- WHAT YOU ARE ASKED TO DO: Transcribe the records that follow, preserving every word.

Point labeling dataset excerpts
==============================

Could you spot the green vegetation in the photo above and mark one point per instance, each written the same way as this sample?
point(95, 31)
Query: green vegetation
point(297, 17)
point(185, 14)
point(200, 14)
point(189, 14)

==============================

- SOLUTION:
Could you spot the green vegetation in the photo above and mark one point per instance, each written the same way as this sample?
point(95, 31)
Query: green vegetation
point(297, 17)
point(185, 14)
point(200, 14)
point(189, 14)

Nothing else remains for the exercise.